Assigned task:
Continue the fantasy baseball write-up on Wells and the Jays, picking up after its final sentence.

Extracted text:

To borrow a phrase from Monty Python, "ALBATROSS!". That's exactly what Wells' contract has become to the Jays as he's owed over $100 million in a contract that runs until 2014. In all fairness, he may have failed to reach the lofty heights some were hoping for from a fantasy perspective, but he's far from a sinkhole. He did manage to swipe a career-high 17 bases to go along with 15 homers and 84 runs scored in 2009. He'll be back as the team's starting center fielder and those in AL-only formats can bid with confidence as his contract makes him virtually untradeable.
Wells battled hamstring and wrist injuries but still managed 20 homers and 78 RBI while playing in just 108 games. He had played in over 130 games in the previous six seasons, so hopefully this isn't an early sign of a player breaking down. Despite the likelihood of a reduced price on draft day, he just turned 30 in December and should have a few more productive seasons ahead of him.

Material shown:

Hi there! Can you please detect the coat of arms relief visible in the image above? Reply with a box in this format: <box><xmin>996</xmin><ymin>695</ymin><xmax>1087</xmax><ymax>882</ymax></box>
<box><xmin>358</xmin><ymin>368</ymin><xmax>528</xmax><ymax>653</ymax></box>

==

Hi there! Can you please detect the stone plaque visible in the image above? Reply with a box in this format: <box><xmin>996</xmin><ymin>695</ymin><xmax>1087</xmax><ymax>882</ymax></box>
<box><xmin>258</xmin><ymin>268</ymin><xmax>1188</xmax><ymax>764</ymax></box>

---

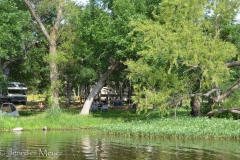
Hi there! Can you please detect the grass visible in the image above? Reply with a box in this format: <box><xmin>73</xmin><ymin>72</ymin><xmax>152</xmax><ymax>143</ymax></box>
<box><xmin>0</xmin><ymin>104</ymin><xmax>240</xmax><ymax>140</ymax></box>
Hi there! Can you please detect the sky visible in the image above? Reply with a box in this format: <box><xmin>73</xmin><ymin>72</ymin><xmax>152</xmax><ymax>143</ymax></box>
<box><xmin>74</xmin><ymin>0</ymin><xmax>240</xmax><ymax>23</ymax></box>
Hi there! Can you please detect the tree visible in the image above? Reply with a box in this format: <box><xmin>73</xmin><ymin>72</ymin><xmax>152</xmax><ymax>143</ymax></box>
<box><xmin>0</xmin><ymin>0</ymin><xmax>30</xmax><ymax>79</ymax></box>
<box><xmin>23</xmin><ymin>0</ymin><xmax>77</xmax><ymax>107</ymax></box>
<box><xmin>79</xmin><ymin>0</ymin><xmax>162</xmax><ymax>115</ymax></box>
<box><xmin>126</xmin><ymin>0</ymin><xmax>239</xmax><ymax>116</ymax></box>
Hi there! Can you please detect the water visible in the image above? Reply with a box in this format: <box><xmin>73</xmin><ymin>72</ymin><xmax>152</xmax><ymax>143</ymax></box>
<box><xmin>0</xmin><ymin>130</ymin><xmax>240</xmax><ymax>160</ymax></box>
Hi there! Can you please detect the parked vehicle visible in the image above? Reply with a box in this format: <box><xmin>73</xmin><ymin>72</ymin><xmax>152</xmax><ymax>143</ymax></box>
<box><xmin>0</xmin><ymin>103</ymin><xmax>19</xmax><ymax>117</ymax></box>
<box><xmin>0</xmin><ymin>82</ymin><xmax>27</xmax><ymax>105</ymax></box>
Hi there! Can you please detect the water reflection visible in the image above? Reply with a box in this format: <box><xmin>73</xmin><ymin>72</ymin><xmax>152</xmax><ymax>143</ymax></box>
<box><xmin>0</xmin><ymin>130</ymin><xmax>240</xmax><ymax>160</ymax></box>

Exercise result:
Wells never got on track after signing a big contract the previous winter, and eventually went under the knife for a torn labrum that likely contributed to his season-long struggles. He had a solid April (.298/.368/.543, four homers, five steals) but it was downhill after that. If he's fully healthy for the start of the season, Wells is a solid bet to bounce back in some capacity in 2008.
Wells enjoyed his best season since 2003 last year, including a career-high 17 stolen bases. His home/road splits were massive -- 1.038 OPS and 24 homers at home vs. a .762 OPS and eight homers on the road -- so it's good he signed a five-year contract extension this offseason. His first half showed real growth, including a nice 35:46 K:BB in 325 at-bats, but he fell apart (19:44 in 286 at-bats) during the second half. He's shown wild fluctuations in the past, so be aware the possibility exists again. A pretty solid supporting cast should mask most of it, however.
Wells rebounded modestly after a subpar 2004, but it was mainly because he was healthy again. It still wasn't as good as his 2003, but at 27, anything's possible. It looks like he has a ceiling at 30 HR and a .270 average, but could produce more runs and RBI with a stronger supporting cast.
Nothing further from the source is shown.